Lay out everything from the line containing "Kindly outline every instance of the **black" down to the last line of the items below as a numbered list, including both of those lines. Leave out any blank lines.

** begin Record excerpts **

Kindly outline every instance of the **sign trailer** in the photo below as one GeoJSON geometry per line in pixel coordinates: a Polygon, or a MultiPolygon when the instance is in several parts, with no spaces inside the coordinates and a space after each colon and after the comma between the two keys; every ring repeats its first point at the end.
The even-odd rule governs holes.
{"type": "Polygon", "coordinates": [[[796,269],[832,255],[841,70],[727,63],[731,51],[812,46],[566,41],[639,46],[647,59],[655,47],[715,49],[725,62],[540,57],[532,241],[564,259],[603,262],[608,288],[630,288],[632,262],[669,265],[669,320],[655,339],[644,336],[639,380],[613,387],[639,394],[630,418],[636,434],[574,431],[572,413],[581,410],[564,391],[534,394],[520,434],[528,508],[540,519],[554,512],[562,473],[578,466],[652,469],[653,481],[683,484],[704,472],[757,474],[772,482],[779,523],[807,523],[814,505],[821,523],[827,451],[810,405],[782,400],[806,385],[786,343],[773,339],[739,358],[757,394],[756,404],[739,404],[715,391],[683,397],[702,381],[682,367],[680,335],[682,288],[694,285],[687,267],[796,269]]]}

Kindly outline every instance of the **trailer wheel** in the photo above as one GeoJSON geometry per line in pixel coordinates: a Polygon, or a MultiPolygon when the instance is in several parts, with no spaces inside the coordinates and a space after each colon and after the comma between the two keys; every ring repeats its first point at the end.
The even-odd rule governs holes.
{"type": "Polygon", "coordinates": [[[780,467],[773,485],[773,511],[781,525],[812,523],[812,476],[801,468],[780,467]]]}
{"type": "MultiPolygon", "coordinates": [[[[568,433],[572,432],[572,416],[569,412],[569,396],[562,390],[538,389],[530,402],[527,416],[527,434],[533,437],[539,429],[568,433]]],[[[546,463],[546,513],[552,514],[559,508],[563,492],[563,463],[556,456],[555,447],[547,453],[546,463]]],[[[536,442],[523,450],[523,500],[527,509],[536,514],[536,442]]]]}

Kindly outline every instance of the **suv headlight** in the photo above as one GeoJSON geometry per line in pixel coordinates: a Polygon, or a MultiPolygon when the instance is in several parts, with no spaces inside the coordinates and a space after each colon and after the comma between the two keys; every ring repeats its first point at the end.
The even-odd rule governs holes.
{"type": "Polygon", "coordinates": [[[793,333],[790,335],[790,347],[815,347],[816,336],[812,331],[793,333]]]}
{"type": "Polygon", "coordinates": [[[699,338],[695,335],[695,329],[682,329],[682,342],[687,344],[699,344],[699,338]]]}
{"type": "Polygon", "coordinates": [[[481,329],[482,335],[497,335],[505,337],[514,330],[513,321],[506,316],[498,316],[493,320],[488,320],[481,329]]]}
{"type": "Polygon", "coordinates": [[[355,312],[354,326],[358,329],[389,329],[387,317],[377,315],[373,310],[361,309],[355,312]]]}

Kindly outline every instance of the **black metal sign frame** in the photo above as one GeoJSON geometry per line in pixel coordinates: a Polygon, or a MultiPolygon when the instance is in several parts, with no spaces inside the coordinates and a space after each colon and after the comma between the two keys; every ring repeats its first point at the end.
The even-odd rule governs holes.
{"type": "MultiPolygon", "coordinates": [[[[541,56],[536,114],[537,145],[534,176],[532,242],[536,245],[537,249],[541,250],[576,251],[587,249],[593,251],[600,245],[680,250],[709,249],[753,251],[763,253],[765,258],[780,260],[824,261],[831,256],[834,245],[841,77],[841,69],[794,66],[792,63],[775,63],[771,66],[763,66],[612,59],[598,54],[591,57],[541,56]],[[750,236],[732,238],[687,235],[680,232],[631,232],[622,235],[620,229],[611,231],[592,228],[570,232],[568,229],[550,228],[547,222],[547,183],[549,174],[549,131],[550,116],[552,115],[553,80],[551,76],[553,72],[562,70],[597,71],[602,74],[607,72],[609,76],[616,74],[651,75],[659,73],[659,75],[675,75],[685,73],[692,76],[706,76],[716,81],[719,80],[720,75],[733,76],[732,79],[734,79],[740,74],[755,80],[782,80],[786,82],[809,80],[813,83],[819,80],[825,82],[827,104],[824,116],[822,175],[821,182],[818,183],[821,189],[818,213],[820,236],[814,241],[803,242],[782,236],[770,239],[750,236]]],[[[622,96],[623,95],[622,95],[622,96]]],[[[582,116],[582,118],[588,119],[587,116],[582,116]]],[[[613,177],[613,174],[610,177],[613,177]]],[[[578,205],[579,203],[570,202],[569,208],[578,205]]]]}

** end Record excerpts **

◆ Correct output ◆
1. Kindly outline every instance of the **black metal sign frame** in the photo above as one GeoJSON geometry per line in pixel coordinates: a Polygon, or a MultiPolygon when the instance is in several parts, with no spaces inside the coordinates and a space after each colon and after the comma between the two keys; every ring repeats its first point at the end.
2. The even-odd rule governs holes.
3. {"type": "MultiPolygon", "coordinates": [[[[541,56],[536,114],[537,145],[534,176],[532,242],[536,245],[537,249],[541,250],[576,251],[587,249],[593,251],[600,245],[680,250],[709,249],[753,251],[763,253],[765,258],[780,260],[824,261],[831,256],[834,245],[841,77],[841,69],[794,66],[792,63],[775,63],[771,66],[763,66],[612,59],[598,54],[591,57],[541,56]],[[750,236],[732,238],[687,235],[680,232],[631,232],[622,235],[620,229],[611,231],[592,228],[570,232],[568,229],[550,228],[547,222],[547,183],[549,174],[549,131],[550,116],[552,115],[553,80],[551,76],[553,72],[562,70],[597,71],[602,74],[607,72],[609,76],[616,74],[651,75],[659,73],[659,75],[675,75],[685,73],[692,76],[706,76],[716,81],[719,80],[720,75],[733,76],[732,79],[734,79],[740,74],[755,80],[782,80],[786,82],[809,80],[813,83],[819,80],[825,82],[827,104],[824,116],[822,175],[821,182],[818,183],[821,189],[818,213],[820,236],[814,241],[803,242],[782,236],[770,239],[750,236]]],[[[622,96],[623,95],[622,95],[622,96]]],[[[582,116],[582,118],[588,119],[587,116],[582,116]]],[[[613,177],[613,174],[610,177],[613,177]]],[[[578,205],[579,203],[570,202],[569,208],[578,205]]]]}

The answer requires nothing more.